Aufgabenstellung
Schreibe alle Zeilen unten als nummerierte Liste um und lass dabei die Leerzeilen weg.

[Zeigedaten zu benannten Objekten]
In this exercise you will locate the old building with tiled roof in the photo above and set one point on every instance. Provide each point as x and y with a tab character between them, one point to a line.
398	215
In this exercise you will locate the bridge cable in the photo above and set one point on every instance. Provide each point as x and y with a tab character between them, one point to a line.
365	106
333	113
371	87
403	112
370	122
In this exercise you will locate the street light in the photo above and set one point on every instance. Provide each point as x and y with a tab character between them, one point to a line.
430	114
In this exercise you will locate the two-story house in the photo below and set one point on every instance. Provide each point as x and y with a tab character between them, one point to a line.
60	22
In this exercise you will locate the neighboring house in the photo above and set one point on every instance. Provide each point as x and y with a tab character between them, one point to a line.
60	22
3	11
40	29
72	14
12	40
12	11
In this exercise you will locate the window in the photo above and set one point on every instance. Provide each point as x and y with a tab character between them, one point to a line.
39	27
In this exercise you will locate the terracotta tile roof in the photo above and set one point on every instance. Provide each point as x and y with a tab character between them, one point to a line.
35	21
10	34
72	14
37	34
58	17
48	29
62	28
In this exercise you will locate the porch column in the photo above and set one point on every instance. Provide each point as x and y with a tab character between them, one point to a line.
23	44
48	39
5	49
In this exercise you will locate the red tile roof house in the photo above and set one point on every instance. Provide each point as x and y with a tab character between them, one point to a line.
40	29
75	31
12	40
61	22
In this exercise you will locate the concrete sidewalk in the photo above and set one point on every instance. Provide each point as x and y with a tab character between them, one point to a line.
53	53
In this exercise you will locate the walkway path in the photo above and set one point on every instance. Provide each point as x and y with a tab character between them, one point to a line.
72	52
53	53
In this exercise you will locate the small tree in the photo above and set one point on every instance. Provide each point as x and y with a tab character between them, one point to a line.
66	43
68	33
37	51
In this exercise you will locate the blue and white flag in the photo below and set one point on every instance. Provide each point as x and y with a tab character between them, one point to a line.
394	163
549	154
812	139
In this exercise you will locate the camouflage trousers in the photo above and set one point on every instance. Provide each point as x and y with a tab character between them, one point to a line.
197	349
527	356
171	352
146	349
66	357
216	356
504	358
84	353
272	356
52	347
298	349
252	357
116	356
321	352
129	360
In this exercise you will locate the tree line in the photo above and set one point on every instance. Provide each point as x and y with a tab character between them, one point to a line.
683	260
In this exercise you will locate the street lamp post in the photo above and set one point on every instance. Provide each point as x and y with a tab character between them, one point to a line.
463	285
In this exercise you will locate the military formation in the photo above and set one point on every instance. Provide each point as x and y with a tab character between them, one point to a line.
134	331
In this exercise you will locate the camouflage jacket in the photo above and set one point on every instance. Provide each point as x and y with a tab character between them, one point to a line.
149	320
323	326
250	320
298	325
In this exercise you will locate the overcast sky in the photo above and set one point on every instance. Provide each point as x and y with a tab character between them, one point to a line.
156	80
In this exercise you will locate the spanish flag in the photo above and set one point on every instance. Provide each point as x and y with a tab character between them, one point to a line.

Lösung
1. In this exercise you will locate the old building with tiled roof in the photo above and set one point on every instance. Provide each point as x and y with a tab character between them, one point to a line.
2. 398	215
3. In this exercise you will locate the bridge cable in the photo above and set one point on every instance. Provide each point as x and y with a tab character between them, one point to a line.
4. 365	106
5. 333	113
6. 371	87
7. 403	112
8. 370	122
9. In this exercise you will locate the street light in the photo above and set one point on every instance. Provide each point as x and y with a tab character between them, one point to a line.
10. 430	114
11. In this exercise you will locate the two-story house in the photo below and set one point on every instance. Provide each point as x and y with a tab character between them, one point to a line.
12. 60	22
13. In this exercise you will locate the neighboring house in the photo above and set one point on every instance. Provide each point as x and y with a tab character between them, one point to a line.
14. 60	22
15. 3	11
16. 40	29
17. 72	14
18. 12	40
19. 12	11
20. In this exercise you will locate the window in the photo above and set one point on every instance. Provide each point as x and y with a tab character between them, one point to a line.
21. 39	27
22. In this exercise you will locate the terracotta tile roof in the photo above and set one point on every instance. Provide each point as x and y with a tab character between them, one point to a line.
23. 35	21
24. 10	34
25. 72	14
26. 37	34
27. 58	17
28. 48	29
29. 62	28
30. In this exercise you will locate the porch column in the photo above and set one point on every instance. Provide each point as x and y with a tab character between them, one point to a line.
31. 23	44
32. 48	39
33. 5	49
34. In this exercise you will locate the red tile roof house in the photo above and set one point on every instance. Provide each point as x and y with a tab character between them, one point to a line.
35. 40	29
36. 75	31
37. 12	40
38. 61	22
39. In this exercise you will locate the concrete sidewalk in the photo above and set one point on every instance. Provide each point as x and y with a tab character between them, one point to a line.
40. 53	53
41. In this exercise you will locate the walkway path in the photo above and set one point on every instance. Provide each point as x and y with a tab character between them, one point to a line.
42. 72	52
43. 53	53
44. In this exercise you will locate the small tree in the photo above and set one point on every instance. Provide each point as x and y with a tab character between them, one point to a line.
45. 66	43
46. 68	33
47. 37	51
48. In this exercise you will locate the blue and white flag in the photo below and set one point on every instance. Provide each point as x and y with a tab character between them, one point to a line.
49. 394	163
50. 549	154
51. 812	139
52. In this exercise you will locate the camouflage trousers in the photo above and set one point on every instance. Provide each point as x and y with a tab character between them, one point to a line.
53. 197	349
54. 527	356
55. 171	352
56. 146	349
57. 66	357
58. 216	356
59. 504	358
60. 84	353
61. 272	356
62. 52	347
63. 298	349
64. 252	357
65. 116	356
66. 321	352
67. 129	360
68. In this exercise you will locate the tree line in the photo above and set one point on every instance. Provide each point as x and y with a tab character between them, one point to a line.
69. 683	260
70. In this exercise you will locate the street lamp post in the photo above and set one point on every instance. Provide each point as x and y with a tab character between them, one point to a line.
71. 463	285
72. In this exercise you will locate the military formation in the photo above and set one point on every instance. Provide each point as x and y with a tab character between them, one point to a line.
73. 134	331
74. In this exercise you will locate the camouflage jacket in the photo above and set one point on every instance. Provide each point as x and y with a tab character between them, one point to a line.
75. 149	320
76. 323	326
77. 250	320
78. 298	325
79. In this exercise you will locate the overcast sky in the photo above and set one point on every instance. Provide each point as x and y with a tab character between them, one point to a line.
80. 156	80
81. In this exercise you will locate the spanish flag in the photo above and set one point on every instance. Provide each point as x and y with a tab character between them, one point to a line.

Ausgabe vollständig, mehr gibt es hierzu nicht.